[DATASET]
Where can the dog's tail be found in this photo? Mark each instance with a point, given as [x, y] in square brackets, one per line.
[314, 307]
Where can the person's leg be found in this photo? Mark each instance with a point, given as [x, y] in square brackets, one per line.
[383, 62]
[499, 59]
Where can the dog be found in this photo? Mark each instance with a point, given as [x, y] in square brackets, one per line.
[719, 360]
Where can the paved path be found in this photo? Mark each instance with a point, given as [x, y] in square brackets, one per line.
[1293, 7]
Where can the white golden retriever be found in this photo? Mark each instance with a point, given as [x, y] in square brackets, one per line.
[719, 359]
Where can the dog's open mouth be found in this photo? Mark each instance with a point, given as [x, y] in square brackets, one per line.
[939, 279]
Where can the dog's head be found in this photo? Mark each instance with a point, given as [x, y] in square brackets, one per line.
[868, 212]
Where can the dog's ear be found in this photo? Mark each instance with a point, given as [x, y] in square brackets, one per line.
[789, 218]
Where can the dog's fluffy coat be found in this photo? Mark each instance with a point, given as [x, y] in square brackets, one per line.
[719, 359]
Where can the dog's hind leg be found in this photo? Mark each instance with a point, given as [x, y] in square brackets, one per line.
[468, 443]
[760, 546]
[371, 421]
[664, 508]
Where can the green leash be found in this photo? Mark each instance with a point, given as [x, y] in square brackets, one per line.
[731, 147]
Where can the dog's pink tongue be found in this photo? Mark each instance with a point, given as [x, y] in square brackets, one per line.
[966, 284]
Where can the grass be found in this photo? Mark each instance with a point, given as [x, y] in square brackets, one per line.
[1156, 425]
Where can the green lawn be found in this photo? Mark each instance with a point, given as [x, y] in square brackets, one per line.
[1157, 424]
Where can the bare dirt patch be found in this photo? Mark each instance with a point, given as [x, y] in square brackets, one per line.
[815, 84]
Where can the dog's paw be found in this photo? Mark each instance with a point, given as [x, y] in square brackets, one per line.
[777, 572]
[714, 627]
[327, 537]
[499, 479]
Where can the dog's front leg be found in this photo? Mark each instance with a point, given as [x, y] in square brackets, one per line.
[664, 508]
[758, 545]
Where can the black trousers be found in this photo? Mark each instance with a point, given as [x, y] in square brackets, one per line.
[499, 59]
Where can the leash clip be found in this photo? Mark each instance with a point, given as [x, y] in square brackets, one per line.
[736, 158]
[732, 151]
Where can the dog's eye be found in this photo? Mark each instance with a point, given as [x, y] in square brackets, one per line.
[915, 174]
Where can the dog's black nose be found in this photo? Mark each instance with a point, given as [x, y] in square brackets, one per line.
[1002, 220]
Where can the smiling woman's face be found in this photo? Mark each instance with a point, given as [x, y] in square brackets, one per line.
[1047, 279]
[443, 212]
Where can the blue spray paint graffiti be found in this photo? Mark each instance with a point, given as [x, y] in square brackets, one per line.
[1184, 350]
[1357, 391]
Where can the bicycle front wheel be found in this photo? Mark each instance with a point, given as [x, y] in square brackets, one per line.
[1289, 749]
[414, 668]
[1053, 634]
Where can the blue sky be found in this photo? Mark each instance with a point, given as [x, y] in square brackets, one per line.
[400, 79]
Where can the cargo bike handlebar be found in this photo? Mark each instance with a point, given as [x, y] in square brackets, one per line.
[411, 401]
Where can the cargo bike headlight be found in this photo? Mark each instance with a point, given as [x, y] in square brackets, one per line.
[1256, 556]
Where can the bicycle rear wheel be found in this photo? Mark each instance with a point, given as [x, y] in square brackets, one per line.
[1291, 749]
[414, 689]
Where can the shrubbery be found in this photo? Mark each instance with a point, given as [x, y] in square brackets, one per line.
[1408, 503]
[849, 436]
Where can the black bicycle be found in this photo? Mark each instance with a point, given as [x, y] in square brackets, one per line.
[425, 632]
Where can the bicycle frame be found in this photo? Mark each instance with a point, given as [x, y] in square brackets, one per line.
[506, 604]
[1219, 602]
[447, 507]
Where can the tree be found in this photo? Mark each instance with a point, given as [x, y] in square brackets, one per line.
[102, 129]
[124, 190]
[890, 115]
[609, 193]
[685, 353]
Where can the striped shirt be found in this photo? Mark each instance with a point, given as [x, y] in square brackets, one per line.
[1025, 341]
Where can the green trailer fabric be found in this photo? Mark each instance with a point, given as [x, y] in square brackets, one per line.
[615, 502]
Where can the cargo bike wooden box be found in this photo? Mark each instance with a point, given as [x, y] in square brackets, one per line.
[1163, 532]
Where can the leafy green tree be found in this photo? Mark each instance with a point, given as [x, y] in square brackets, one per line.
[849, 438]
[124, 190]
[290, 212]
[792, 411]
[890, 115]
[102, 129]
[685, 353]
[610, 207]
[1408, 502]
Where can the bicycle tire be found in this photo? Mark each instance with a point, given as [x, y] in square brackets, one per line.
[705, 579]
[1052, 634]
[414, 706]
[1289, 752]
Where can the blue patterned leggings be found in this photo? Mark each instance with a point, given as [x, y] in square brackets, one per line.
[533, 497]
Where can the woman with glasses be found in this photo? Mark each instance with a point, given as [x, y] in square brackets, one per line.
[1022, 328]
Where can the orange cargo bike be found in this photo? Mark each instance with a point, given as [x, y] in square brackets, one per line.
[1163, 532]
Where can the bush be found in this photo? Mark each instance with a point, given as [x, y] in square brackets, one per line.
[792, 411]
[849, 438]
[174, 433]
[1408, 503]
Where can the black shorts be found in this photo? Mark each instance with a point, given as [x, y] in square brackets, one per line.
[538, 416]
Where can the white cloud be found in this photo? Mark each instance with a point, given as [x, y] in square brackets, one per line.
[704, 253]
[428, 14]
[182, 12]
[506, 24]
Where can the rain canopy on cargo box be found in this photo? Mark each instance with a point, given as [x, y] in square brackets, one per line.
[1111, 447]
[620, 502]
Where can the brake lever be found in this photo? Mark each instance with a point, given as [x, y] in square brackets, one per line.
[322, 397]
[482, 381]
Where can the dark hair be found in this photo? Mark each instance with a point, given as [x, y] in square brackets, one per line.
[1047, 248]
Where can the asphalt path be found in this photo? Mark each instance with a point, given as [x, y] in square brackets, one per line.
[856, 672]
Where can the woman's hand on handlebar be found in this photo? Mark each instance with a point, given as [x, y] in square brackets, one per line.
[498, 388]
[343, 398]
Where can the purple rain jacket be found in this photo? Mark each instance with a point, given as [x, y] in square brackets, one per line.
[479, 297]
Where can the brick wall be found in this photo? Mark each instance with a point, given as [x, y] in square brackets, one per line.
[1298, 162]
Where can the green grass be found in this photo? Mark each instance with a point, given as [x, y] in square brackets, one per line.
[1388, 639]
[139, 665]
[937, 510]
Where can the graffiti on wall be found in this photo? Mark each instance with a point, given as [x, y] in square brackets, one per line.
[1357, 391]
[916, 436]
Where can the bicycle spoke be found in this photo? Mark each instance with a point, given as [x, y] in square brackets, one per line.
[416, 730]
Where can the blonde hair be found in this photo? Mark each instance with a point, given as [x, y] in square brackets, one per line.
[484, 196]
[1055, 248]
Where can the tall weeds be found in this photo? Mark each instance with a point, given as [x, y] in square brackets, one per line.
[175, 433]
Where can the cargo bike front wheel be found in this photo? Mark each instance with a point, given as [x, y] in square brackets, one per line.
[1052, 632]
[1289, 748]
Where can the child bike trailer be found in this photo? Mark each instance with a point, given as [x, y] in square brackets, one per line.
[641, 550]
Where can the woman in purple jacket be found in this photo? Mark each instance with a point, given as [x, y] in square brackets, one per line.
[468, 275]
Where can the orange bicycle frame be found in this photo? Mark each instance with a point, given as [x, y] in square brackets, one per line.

[TASK TO CARRY OUT] Lay out every line of the records above as a Markdown table with the columns Row and Line, numbering the rows and skipping blank lines.

[SOLUTION TO THIS TASK]
| Row | Line |
|---|---|
| 1 | Where can the dog's tail be found in this photo? Mark each instance with a point, given as [x, y] in square brackets, one per line. |
| 2 | [314, 307] |
| 3 | Where can the person's leg be found in this photo? Mark each instance with a point, given as [x, y] in square brackets, one per line. |
| 4 | [383, 62] |
| 5 | [499, 59] |
| 6 | Where can the dog be found in this photo? Mark each instance with a point, given as [x, y] in square brackets, one per line. |
| 7 | [719, 360] |
| 8 | Where can the paved path be found in this photo? Mark each instance with a point, given as [x, y] in square brackets, one per line. |
| 9 | [1293, 7] |
| 10 | Where can the white golden retriever be found in this photo? Mark each instance with a point, given as [x, y] in square brackets, one per line. |
| 11 | [719, 359] |
| 12 | Where can the dog's open mouth be found in this photo? Mark each instance with a point, given as [x, y] in square brackets, one per line. |
| 13 | [939, 279] |
| 14 | Where can the dog's head be found in this photo? Mark each instance with a point, given as [x, y] in square brackets, one per line. |
| 15 | [868, 212] |
| 16 | Where can the dog's ear be found in this photo? Mark each instance with a point, given as [x, y] in square brackets, one per line. |
| 17 | [789, 218] |
| 18 | Where can the dog's fluffy coat be found in this photo? Mark each instance with a point, given as [x, y] in square brackets, one per line. |
| 19 | [719, 359] |
| 20 | Where can the dog's hind leg be found in this photo? Mark each instance with a point, given as [x, y] in square brackets, one per line. |
| 21 | [468, 443] |
| 22 | [760, 546] |
| 23 | [371, 421] |
| 24 | [664, 508] |
| 25 | Where can the green leash be found in this photo? Mark each instance with a point, given as [x, y] in square brackets, one per line. |
| 26 | [731, 147] |
| 27 | Where can the dog's pink tongue be found in this photo? Mark each instance with a point, given as [x, y] in square brackets, one per line. |
| 28 | [966, 284] |
| 29 | Where can the grass be found in this photo? Mark each instance with a point, given as [x, y] in square brackets, one per line. |
| 30 | [1156, 425] |
| 31 | Where can the green lawn be found in this photo? Mark each instance with a point, given as [x, y] in square brackets, one per line. |
| 32 | [1157, 424] |
| 33 | Where can the bare dirt patch be found in this photo? Mark each instance with a point, given as [x, y] in square brackets, one per line. |
| 34 | [815, 84] |
| 35 | Where can the dog's paw be found in this photo? Mark each instance with a point, given as [x, y] in square brackets, one per line. |
| 36 | [777, 572] |
| 37 | [714, 627] |
| 38 | [327, 537] |
| 39 | [499, 479] |
| 40 | Where can the dog's front leg be found in this photo? Mark each instance with a point, given as [x, y] in square brackets, one per line. |
| 41 | [664, 508] |
| 42 | [758, 545] |
| 43 | Where can the black trousers be found in this photo? Mark each instance with a point, given as [x, y] in square brackets, one per line. |
| 44 | [499, 59] |
| 45 | Where can the leash clip be found in this photo? Mark each instance with a point, given as [x, y] in square brackets, one per line. |
| 46 | [736, 158] |
| 47 | [732, 151] |
| 48 | Where can the dog's eye be found in this photo? Mark each instance with a point, given as [x, y] in square brackets, one per line. |
| 49 | [915, 174] |
| 50 | Where can the dog's black nose be found in this photo? Mark each instance with a point, given as [x, y] in square brackets, one per line. |
| 51 | [1002, 220] |
| 52 | Where can the smiling woman's face be found in this photo? Mark each instance with a point, given as [x, y] in square brackets, one per line. |
| 53 | [1047, 279] |
| 54 | [443, 212] |
| 55 | Where can the blue spray paint graffiti be found in this photo? Mark each instance with a point, given as [x, y] in square brackets, one per line. |
| 56 | [1184, 350] |
| 57 | [1357, 391] |
| 58 | Where can the bicycle front wheel be found in this photo? Mark each instance with a point, given as [x, y] in square brackets, one per line. |
| 59 | [1289, 749] |
| 60 | [414, 668] |
| 61 | [1053, 634] |
| 62 | Where can the blue sky be found in this photo? Mark each instance with a point, given as [x, y] in square brackets, one per line. |
| 63 | [400, 79] |
| 64 | Where can the cargo bike handlebar be found in this photo? Mark each instance with a point, given as [x, y] in square brackets, one per line. |
| 65 | [411, 401] |
| 66 | Where can the cargo bike headlight be found in this photo? Mark each instance with a point, given as [x, y] in square brackets, one per line. |
| 67 | [1256, 556] |
| 68 | Where can the bicycle rear wheel be found in this photo? Mark each instance with a point, given as [x, y] in square brackets, one per line. |
| 69 | [1291, 749] |
| 70 | [414, 689] |
| 71 | Where can the shrubbery be found in this photo? Mark each instance with a point, given as [x, y] in square brackets, one per line. |
| 72 | [1408, 503] |
| 73 | [849, 436] |
| 74 | Where can the black bicycle be found in this photo? Mark each instance with a point, given as [x, y] in square brackets, one per line. |
| 75 | [425, 632] |
| 76 | Where can the bicycle frame be found in this photo? Mark each instance with a point, given as [x, y] in square brackets, one per line. |
| 77 | [506, 604] |
| 78 | [1219, 602] |
| 79 | [447, 507] |
| 80 | Where can the tree be found in this photo? Mark each instance with a point, given as [x, y] in square brackets, one per line. |
| 81 | [102, 129] |
| 82 | [124, 190] |
| 83 | [890, 115] |
| 84 | [609, 193] |
| 85 | [685, 353] |
| 86 | Where can the striped shirt be found in this photo? Mark each instance with a point, given as [x, y] in square brackets, one per line. |
| 87 | [1025, 341] |
| 88 | Where can the green trailer fabric be found in this photo? Mark each instance with a point, given as [x, y] in square brackets, one per line. |
| 89 | [615, 502] |
| 90 | Where can the cargo bike wooden box be found in this photo? Mark each instance with a point, given as [x, y] in square brackets, one per line. |
| 91 | [1163, 532] |
| 92 | Where can the leafy green tree be found in this photo? Mark each instance with a point, given as [x, y] in square brackets, one per line. |
| 93 | [849, 438] |
| 94 | [124, 190] |
| 95 | [290, 212] |
| 96 | [792, 411] |
| 97 | [890, 115] |
| 98 | [102, 129] |
| 99 | [685, 353] |
| 100 | [610, 207] |
| 101 | [1408, 502] |
| 102 | Where can the bicycle tire be found in this photo? Mark each instance with a point, given as [x, y] in square brackets, one per line. |
| 103 | [705, 579] |
| 104 | [1052, 634] |
| 105 | [414, 706] |
| 106 | [1289, 752] |
| 107 | Where can the blue patterned leggings be found in this photo? Mark each instance with a point, given as [x, y] in square brackets, one per line. |
| 108 | [533, 497] |
| 109 | Where can the woman with glasses be found in this photo? Mark each instance with a point, given as [x, y] in square brackets, one per line. |
| 110 | [1022, 328] |
| 111 | Where can the orange cargo bike be found in this photo? Mark each instance with a point, given as [x, y] in square brackets, one per line. |
| 112 | [1163, 532] |
| 113 | Where can the bush be found in this photo? Mark each instance with a point, given as [x, y] in square brackets, one per line. |
| 114 | [792, 411] |
| 115 | [849, 438] |
| 116 | [174, 433] |
| 117 | [1408, 503] |
| 118 | Where can the black shorts be found in this photo? Mark each instance with a point, given as [x, y] in square brackets, one per line. |
| 119 | [538, 416] |
| 120 | Where can the white cloud be found in this photo? Mark each instance with a point, given as [x, y] in square brackets, one per line. |
| 121 | [704, 253] |
| 122 | [428, 14] |
| 123 | [182, 12] |
| 124 | [506, 24] |
| 125 | Where can the rain canopy on cargo box be found in this photo? Mark each instance with a point, given as [x, y] in square brackets, one per line. |
| 126 | [1111, 447] |
| 127 | [620, 502] |
| 128 | Where can the brake lever be found in this photo? Mark each instance with a point, given as [x, y] in square brackets, one per line. |
| 129 | [322, 397] |
| 130 | [482, 381] |
| 131 | Where can the dark hair be found in this photo? Mark each instance with a point, given as [x, y] in square brackets, one per line. |
| 132 | [1047, 248] |
| 133 | Where can the asphalt path be found in this photo? Mark each instance with a point, given as [x, y] in square brackets, one per line. |
| 134 | [856, 672] |
| 135 | Where can the woman's hand on handlebar be found in this photo? Mark each instance with a point, given as [x, y] in square brackets, one per line. |
| 136 | [498, 388] |
| 137 | [343, 398] |
| 138 | Where can the purple rain jacket be found in this photo? Mark each instance with a point, given as [x, y] in square brackets, one per line. |
| 139 | [479, 297] |
| 140 | Where can the brick wall be found in this photo? Mark each instance with a point, given as [x, y] in square brackets, one per line. |
| 141 | [1298, 162] |
| 142 | Where can the green grass be found in this photo? Mark each instance with a point, given as [x, y] in square brackets, one per line. |
| 143 | [1388, 639] |
| 144 | [139, 665] |
| 145 | [937, 510] |
| 146 | Where can the graffiti on wall be found in this photo? Mark each instance with a point, given as [x, y] in square brackets, one per line. |
| 147 | [1357, 391] |
| 148 | [916, 436] |
| 149 | Where can the bicycle spoke be found in this photo? Mark each instance with a point, given as [x, y] in square brackets, one per line. |
| 150 | [416, 730] |
| 151 | Where can the blonde hair be found in this photo? Mark each instance with a point, given as [x, y] in square brackets, one per line. |
| 152 | [484, 196] |
| 153 | [1055, 248] |
| 154 | Where can the tall weeds be found in this photo? Mark each instance with a point, given as [x, y] in square brackets, one per line. |
| 155 | [175, 433] |
| 156 | Where can the cargo bike front wheel be found in this photo? Mark each instance with a point, given as [x, y] in square brackets, one per line. |
| 157 | [1052, 632] |
| 158 | [1289, 748] |
| 159 | Where can the child bike trailer be found in this photo? Mark each instance with a point, given as [x, y] in square brackets, one per line. |
| 160 | [641, 550] |
| 161 | Where can the woman in purple jacket be found in this photo? Mark each instance with a point, given as [x, y] in square brackets, one per line. |
| 162 | [468, 275] |
| 163 | Where can the orange bicycle frame be found in this photo? Mark each instance with a point, given as [x, y] in square brackets, one per line. |